▶ What you are asked to do: Give a verbatim repeat of the lines that run from the line containing "Place a point on every instance of the bus side" to the end of the data below.

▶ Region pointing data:

+ + +

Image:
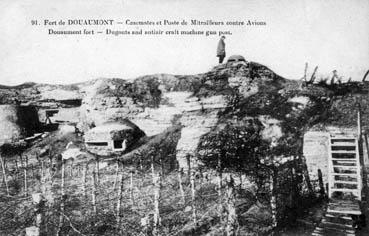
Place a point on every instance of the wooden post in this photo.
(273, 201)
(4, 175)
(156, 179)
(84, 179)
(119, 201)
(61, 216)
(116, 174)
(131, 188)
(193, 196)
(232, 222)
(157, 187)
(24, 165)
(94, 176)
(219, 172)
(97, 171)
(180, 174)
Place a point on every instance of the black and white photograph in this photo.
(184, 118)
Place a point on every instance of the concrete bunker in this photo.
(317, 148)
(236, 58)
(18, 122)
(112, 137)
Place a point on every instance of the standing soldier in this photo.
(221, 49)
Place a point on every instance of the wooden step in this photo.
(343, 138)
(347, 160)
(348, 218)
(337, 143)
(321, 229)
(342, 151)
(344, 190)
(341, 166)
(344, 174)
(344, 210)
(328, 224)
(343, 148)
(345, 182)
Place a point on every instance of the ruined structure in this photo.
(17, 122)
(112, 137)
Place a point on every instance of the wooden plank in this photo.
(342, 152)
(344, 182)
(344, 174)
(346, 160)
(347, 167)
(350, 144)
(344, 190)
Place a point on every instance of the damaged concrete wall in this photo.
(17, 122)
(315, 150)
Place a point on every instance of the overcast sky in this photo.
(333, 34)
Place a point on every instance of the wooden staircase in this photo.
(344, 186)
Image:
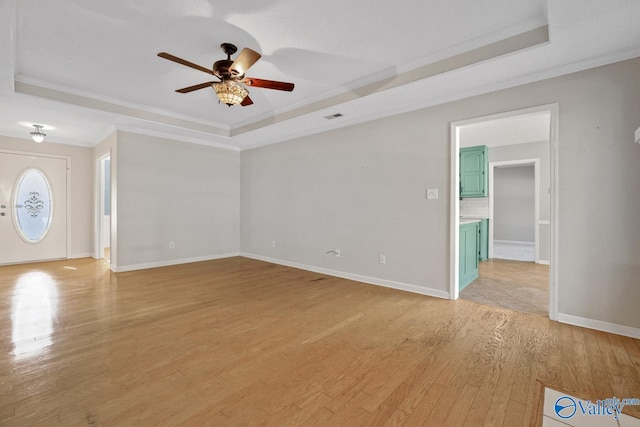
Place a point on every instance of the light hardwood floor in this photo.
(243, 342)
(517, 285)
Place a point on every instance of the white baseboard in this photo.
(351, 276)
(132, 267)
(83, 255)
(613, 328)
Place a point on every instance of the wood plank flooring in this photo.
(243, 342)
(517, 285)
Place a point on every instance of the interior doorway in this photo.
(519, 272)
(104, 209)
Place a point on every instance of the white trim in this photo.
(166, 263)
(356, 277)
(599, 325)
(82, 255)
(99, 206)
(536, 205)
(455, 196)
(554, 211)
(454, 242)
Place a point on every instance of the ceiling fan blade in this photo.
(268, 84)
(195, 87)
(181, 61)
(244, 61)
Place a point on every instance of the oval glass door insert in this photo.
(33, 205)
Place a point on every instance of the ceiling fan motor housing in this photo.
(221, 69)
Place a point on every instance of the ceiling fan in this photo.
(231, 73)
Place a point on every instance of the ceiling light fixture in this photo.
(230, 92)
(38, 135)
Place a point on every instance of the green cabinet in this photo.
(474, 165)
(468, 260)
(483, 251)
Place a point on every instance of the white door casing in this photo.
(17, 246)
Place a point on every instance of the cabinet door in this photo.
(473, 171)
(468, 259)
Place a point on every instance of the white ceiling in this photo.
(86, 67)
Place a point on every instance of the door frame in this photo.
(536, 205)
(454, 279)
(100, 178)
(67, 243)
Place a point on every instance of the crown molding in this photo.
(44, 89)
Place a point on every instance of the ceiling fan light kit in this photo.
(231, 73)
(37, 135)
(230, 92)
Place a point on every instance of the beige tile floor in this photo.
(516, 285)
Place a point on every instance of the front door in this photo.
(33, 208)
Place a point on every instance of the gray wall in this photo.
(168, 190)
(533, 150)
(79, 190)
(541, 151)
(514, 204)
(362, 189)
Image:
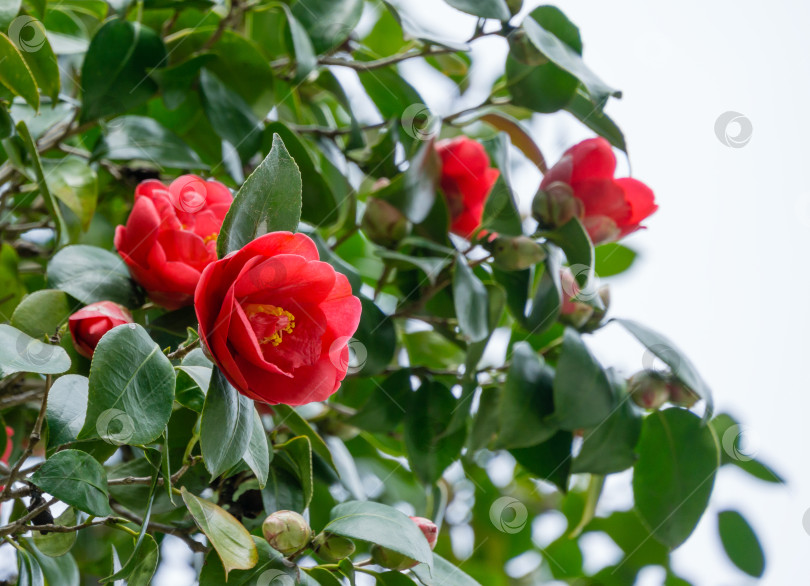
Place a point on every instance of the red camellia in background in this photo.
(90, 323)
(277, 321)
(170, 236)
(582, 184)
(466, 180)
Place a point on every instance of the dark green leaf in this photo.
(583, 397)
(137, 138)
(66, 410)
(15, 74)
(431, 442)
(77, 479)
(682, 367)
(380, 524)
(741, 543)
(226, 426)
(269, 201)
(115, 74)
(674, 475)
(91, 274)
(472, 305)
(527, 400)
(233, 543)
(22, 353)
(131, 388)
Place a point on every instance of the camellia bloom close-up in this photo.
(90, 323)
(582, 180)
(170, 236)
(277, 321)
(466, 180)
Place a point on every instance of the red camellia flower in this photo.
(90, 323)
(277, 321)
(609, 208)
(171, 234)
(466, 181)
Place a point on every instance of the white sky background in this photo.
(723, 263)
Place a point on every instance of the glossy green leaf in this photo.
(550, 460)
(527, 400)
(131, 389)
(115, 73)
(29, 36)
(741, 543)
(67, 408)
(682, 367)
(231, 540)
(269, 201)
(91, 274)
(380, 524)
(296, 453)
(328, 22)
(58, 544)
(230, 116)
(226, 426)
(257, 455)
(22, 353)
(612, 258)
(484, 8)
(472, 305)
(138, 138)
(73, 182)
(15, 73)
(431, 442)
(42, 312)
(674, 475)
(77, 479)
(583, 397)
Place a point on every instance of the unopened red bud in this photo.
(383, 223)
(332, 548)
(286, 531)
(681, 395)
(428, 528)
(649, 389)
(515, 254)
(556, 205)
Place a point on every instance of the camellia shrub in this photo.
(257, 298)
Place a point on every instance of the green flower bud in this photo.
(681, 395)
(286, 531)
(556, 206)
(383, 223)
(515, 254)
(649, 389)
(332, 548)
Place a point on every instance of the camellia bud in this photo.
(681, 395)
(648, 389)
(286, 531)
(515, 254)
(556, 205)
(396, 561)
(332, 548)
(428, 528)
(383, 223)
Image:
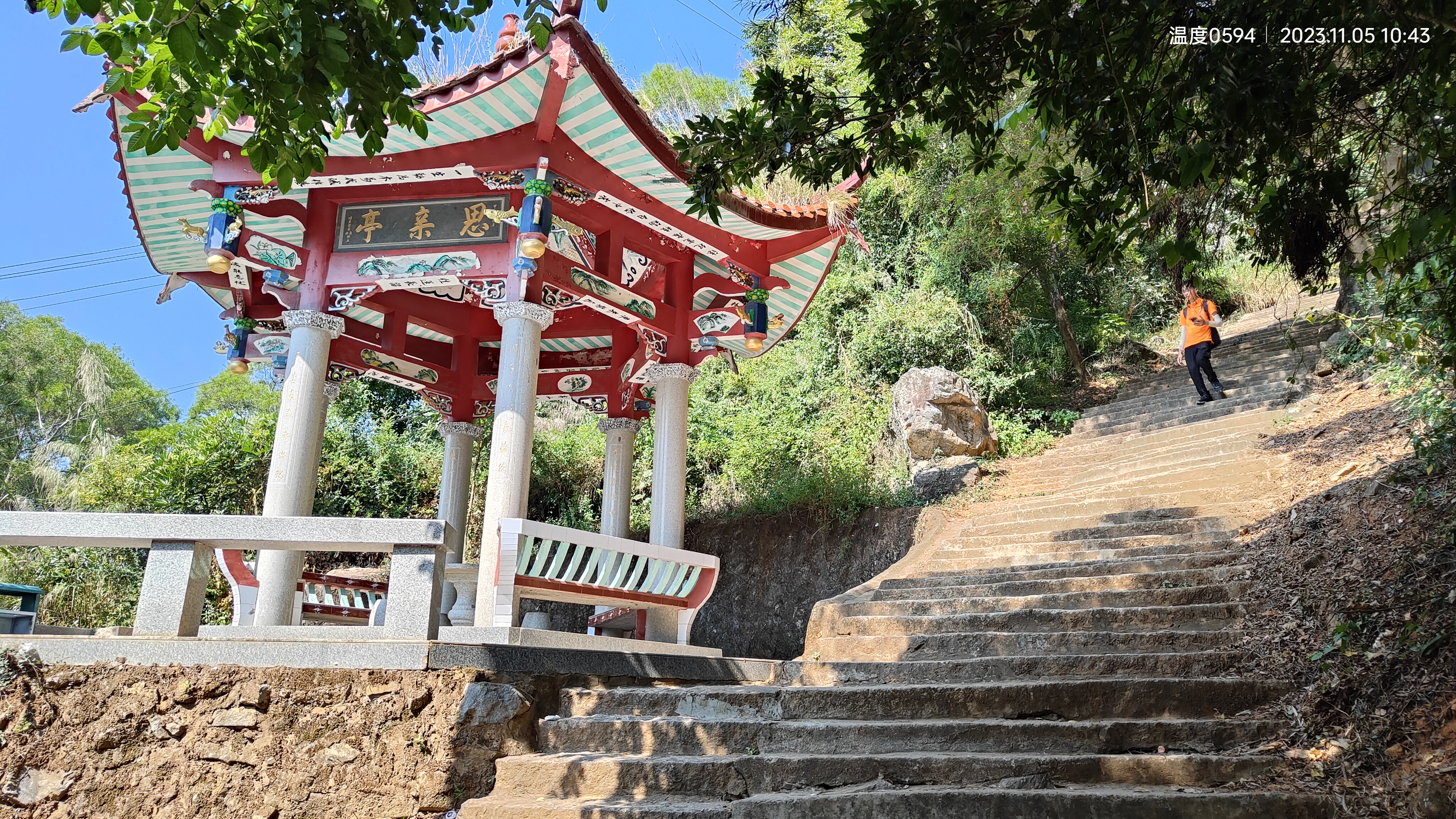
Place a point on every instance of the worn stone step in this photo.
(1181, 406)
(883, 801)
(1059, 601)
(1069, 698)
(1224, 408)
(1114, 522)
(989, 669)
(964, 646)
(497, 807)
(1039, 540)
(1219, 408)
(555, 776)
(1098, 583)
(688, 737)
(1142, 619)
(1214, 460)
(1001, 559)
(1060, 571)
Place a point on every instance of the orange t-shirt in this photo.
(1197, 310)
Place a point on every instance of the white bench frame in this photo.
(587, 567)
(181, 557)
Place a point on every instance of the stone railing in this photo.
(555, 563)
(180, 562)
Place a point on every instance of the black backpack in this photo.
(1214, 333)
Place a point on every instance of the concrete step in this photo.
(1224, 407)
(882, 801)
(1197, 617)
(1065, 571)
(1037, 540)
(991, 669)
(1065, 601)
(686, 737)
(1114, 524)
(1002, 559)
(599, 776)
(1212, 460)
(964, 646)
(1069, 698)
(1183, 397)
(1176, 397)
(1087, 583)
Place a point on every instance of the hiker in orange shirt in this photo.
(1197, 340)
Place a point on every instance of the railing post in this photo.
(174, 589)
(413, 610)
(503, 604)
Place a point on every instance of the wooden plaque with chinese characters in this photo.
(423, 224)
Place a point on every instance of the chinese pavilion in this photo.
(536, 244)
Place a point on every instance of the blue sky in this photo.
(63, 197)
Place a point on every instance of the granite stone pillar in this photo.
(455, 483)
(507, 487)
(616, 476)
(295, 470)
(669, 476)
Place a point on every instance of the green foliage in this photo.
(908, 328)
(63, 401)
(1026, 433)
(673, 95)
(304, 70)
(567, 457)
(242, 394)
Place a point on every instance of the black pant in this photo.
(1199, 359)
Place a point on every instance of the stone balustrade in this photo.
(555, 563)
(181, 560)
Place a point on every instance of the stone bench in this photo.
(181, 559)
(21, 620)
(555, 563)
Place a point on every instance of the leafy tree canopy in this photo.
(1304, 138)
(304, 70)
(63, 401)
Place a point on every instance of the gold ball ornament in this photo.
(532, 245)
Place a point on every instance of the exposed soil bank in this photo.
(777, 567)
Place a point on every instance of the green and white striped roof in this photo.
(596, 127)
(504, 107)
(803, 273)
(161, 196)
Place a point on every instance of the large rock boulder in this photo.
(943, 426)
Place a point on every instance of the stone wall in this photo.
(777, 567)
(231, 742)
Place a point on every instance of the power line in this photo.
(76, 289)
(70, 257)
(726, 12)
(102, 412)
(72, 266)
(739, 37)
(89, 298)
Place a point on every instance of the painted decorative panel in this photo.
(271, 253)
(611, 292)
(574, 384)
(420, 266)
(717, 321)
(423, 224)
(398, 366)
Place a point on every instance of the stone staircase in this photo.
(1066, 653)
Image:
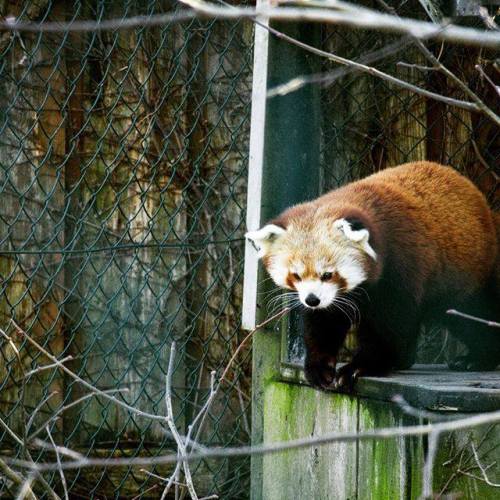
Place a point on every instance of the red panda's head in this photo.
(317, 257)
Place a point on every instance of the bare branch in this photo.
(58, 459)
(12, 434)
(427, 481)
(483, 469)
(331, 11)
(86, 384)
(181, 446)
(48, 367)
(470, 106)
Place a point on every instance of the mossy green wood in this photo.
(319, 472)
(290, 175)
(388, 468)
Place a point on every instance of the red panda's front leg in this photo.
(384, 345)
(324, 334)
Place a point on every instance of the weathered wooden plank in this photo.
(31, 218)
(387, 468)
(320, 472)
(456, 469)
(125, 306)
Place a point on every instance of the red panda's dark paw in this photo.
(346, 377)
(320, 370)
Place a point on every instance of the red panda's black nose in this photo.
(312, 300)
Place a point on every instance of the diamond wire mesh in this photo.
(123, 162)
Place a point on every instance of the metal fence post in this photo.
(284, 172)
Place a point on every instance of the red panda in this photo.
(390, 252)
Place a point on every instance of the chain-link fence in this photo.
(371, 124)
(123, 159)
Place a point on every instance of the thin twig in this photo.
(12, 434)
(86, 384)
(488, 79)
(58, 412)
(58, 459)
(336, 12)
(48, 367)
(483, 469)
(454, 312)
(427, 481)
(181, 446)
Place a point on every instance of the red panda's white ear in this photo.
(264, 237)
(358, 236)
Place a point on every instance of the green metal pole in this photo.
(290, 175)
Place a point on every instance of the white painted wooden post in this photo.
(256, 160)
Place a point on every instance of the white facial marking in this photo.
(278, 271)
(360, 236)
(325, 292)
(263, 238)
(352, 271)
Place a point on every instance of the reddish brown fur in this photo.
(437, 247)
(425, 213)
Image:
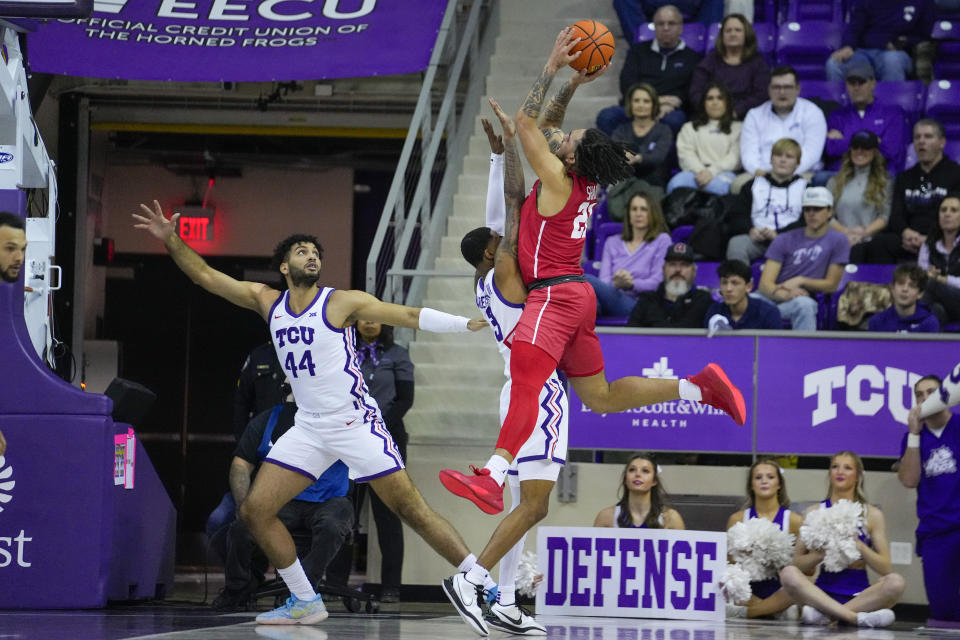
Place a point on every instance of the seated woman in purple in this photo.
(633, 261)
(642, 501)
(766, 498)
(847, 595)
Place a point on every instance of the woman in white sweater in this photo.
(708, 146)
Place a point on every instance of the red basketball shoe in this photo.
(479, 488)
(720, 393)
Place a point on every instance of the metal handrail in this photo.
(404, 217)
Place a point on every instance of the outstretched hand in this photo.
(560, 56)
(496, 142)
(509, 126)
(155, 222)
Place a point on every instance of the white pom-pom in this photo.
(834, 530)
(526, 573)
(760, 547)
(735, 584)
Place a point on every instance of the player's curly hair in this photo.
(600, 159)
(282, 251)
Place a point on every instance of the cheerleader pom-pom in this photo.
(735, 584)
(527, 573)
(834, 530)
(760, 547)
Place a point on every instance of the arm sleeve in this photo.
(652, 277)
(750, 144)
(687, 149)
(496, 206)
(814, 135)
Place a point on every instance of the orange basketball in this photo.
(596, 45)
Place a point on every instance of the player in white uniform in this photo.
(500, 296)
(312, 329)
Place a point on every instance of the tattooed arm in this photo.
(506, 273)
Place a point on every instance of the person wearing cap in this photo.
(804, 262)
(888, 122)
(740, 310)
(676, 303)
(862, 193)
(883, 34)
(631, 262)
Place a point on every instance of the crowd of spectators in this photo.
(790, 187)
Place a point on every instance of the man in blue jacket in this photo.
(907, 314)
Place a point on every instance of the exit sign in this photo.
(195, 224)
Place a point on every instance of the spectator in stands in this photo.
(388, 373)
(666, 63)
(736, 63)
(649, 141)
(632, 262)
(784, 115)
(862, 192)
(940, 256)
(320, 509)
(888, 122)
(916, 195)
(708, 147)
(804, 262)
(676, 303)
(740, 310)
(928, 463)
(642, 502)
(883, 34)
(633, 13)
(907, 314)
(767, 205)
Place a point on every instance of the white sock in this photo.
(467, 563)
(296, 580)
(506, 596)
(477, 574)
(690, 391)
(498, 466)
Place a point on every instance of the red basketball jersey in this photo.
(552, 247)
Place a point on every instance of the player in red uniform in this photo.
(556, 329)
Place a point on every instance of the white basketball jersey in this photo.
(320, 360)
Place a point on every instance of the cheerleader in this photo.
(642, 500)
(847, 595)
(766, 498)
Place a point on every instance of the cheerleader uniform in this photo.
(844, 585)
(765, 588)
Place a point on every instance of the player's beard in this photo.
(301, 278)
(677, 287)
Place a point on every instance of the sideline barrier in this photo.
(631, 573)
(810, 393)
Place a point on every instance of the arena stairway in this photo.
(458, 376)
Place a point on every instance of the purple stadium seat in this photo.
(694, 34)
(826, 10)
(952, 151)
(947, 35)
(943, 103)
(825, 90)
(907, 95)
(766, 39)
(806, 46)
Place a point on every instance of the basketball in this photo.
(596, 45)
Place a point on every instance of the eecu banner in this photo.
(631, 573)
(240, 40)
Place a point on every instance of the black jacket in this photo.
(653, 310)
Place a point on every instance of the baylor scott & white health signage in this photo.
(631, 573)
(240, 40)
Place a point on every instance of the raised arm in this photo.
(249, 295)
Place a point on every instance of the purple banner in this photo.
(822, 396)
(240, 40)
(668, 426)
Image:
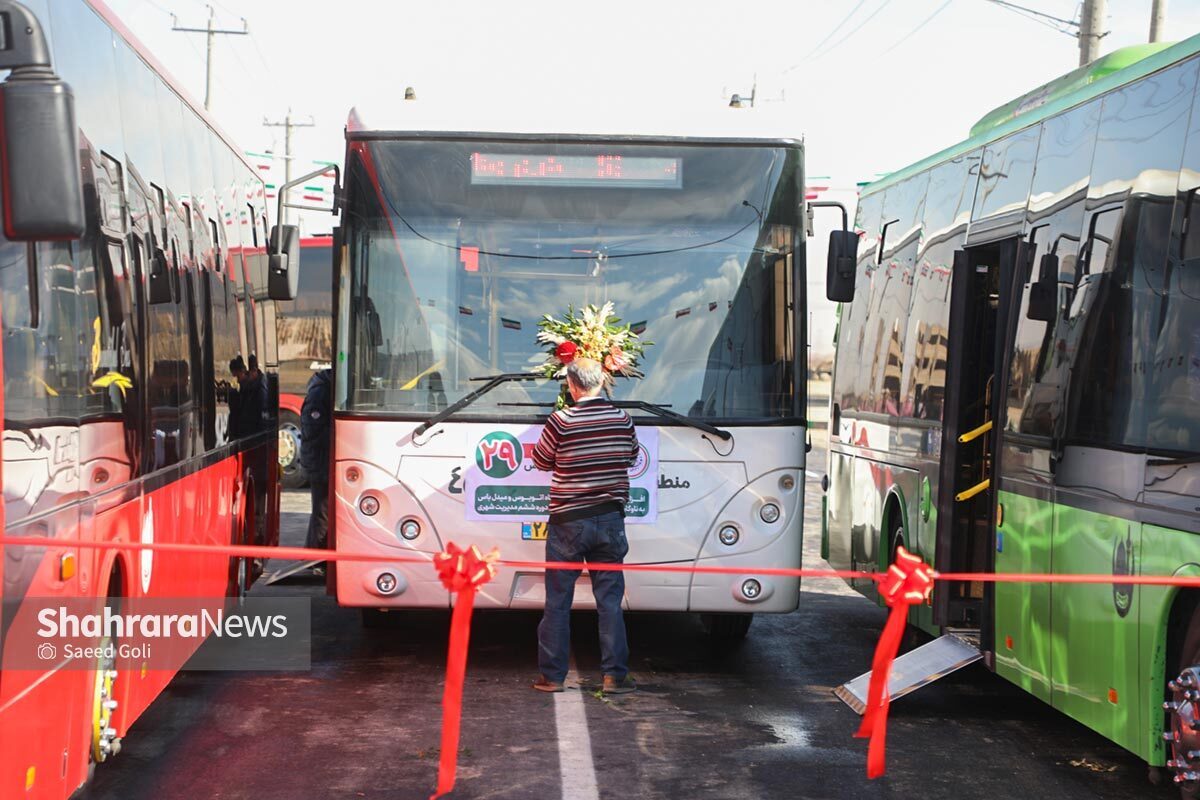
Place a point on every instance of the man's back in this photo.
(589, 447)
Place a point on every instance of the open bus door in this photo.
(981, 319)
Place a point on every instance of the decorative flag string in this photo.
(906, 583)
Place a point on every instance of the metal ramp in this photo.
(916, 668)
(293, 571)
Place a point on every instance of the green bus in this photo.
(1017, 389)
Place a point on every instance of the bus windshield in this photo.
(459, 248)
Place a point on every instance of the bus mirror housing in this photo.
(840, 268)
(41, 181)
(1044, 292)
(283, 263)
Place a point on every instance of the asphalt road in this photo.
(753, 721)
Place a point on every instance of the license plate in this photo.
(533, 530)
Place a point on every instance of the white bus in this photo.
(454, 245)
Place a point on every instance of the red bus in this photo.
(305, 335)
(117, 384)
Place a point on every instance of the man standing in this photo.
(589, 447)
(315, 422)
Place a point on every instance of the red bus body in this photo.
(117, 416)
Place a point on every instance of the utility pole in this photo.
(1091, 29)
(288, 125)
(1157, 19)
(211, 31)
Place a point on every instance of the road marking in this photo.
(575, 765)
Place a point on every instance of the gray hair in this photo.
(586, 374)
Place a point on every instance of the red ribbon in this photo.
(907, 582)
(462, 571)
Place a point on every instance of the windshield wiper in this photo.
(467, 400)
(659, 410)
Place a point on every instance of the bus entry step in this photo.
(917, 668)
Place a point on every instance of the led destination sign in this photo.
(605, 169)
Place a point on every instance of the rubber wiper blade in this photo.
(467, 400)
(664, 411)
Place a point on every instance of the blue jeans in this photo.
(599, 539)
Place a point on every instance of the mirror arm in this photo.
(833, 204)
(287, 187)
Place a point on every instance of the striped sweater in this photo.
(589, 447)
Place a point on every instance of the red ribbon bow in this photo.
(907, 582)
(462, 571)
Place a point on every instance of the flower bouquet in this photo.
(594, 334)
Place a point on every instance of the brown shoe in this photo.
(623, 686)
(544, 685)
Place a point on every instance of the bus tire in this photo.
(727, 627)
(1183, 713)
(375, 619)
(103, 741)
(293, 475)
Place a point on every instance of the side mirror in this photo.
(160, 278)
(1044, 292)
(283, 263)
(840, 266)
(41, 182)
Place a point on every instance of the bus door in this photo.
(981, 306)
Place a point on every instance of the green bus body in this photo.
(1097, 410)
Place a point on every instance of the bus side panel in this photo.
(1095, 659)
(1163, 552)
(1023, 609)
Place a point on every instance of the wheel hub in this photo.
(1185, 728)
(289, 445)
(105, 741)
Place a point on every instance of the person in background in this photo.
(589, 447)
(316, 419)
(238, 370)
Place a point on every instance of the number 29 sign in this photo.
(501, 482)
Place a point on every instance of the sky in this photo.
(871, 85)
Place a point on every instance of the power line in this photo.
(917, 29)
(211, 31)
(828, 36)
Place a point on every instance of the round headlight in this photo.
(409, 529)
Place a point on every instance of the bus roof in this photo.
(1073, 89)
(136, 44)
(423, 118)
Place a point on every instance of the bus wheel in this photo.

+ + +

▶ Task answer:
Place a point on every instance of the bus side panel in this photo.
(1095, 659)
(1163, 552)
(1023, 609)
Place a point on every instance of the wheel hub in this photo.
(1185, 728)
(289, 445)
(105, 741)
Place a point on every instance of the person in background in this photo.
(589, 447)
(316, 419)
(238, 370)
Place a point on every instance of the number 29 sign in this photo.
(501, 482)
Place a point on every instance of the sky in this photo.
(871, 85)
Place a point on every instance of the power line in this photo.
(917, 29)
(211, 31)
(828, 36)
Place a point on every instance of the round headlight in this photo.
(409, 529)
Place a point on every instance of the bus roof in this photo.
(1073, 89)
(136, 44)
(423, 118)
Place a point on every instance of the bus wheel in this photo.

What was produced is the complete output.